### Instructions to follow
Lines containing "written" should be pulled from the material below.

/---

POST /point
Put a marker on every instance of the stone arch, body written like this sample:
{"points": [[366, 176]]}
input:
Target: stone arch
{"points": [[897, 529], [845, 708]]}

\---
/---

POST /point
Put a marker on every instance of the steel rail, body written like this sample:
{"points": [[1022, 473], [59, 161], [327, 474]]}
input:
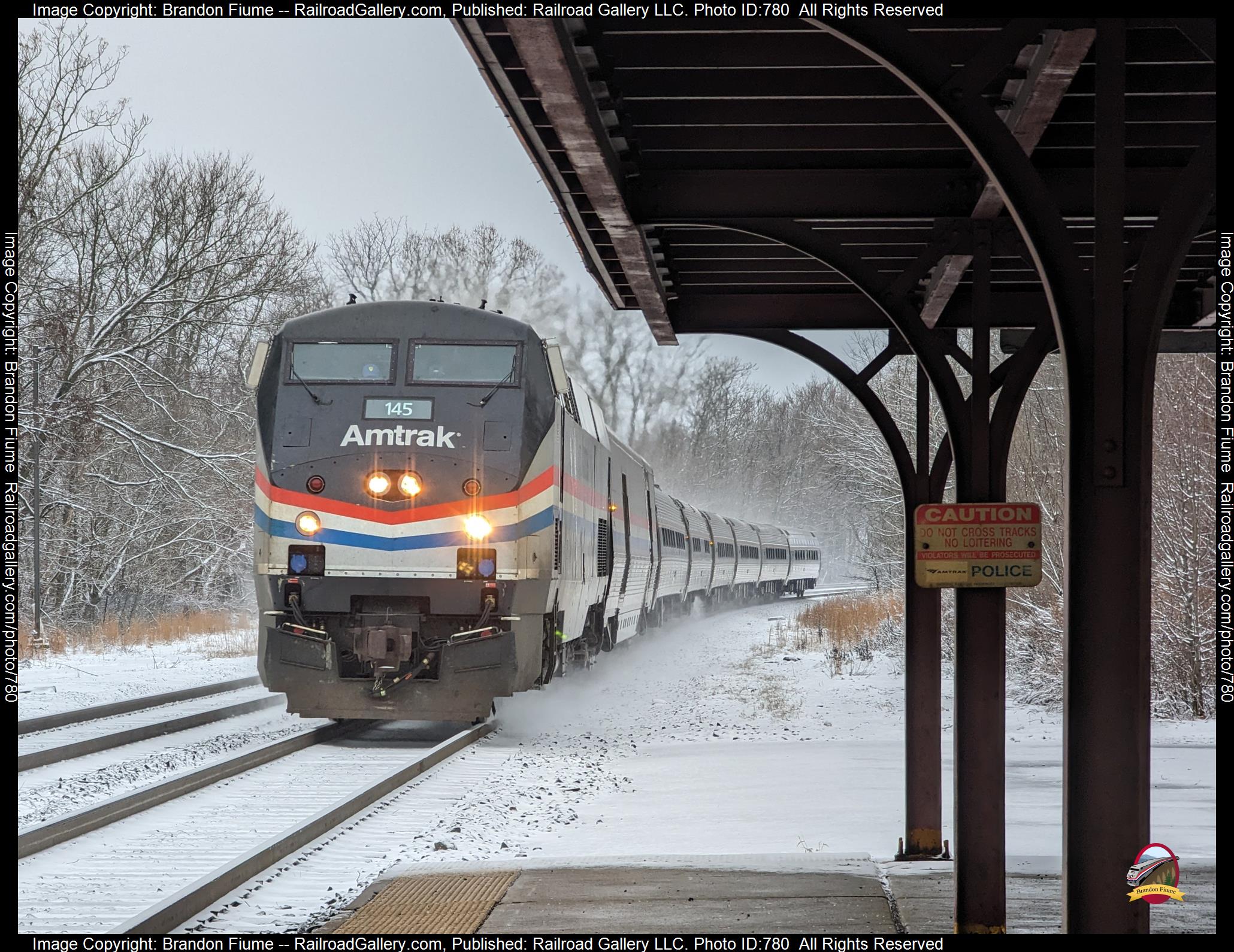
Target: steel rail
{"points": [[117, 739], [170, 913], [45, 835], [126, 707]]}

\---

### Solution to the exercise
Put a marker on every instance of the stone arch, body written like this sample:
Put a marker on every instance of the steel rail, body written like this sample:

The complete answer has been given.